MATERIALS PROVIDED:
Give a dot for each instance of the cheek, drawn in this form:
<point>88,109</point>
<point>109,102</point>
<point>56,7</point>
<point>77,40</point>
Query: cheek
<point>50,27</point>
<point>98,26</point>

WHAT TO WORK ON:
Would you reproduce the whole listing exactly as it stands?

YOUR SOLUTION:
Give a dot for each instance of the cheek, drawn in this form:
<point>88,109</point>
<point>109,102</point>
<point>56,7</point>
<point>77,40</point>
Query: cheek
<point>50,27</point>
<point>98,26</point>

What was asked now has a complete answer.